(Referring expression pointing data)
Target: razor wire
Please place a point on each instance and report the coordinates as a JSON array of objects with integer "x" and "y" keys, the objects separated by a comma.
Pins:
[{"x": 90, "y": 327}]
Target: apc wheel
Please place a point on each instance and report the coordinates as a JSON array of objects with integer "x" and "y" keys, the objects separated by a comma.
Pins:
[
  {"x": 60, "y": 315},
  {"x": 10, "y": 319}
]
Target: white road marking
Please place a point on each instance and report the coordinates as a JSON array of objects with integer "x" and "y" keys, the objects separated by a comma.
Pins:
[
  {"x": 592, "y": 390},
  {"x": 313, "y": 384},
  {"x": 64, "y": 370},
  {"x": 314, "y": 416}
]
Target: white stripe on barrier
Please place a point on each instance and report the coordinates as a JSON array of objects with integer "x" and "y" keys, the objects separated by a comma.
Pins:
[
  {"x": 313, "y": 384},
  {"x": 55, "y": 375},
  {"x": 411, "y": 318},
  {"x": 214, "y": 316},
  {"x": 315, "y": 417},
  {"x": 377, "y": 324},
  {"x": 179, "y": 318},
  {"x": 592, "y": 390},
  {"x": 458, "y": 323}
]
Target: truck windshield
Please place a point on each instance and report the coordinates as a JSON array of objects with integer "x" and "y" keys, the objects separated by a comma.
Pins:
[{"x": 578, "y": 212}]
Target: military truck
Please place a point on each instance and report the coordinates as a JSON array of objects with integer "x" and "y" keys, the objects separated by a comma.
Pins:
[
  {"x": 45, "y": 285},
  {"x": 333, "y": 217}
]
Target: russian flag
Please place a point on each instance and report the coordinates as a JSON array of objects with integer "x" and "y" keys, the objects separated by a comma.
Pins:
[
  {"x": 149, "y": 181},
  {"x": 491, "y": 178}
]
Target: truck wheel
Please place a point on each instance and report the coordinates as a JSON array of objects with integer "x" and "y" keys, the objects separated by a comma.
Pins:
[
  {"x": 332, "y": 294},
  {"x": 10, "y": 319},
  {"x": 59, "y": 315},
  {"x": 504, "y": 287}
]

* [WHAT THE TASK ASKS] The lines in the records above that include the word "Target" must be copied out.

* [RESPONSE TO THIS EXERCISE]
Target: razor wire
Target: apc wheel
Target: white road marking
Target: white stripe on barrier
Target: truck windshield
Target: military truck
Target: russian flag
Target: truck wheel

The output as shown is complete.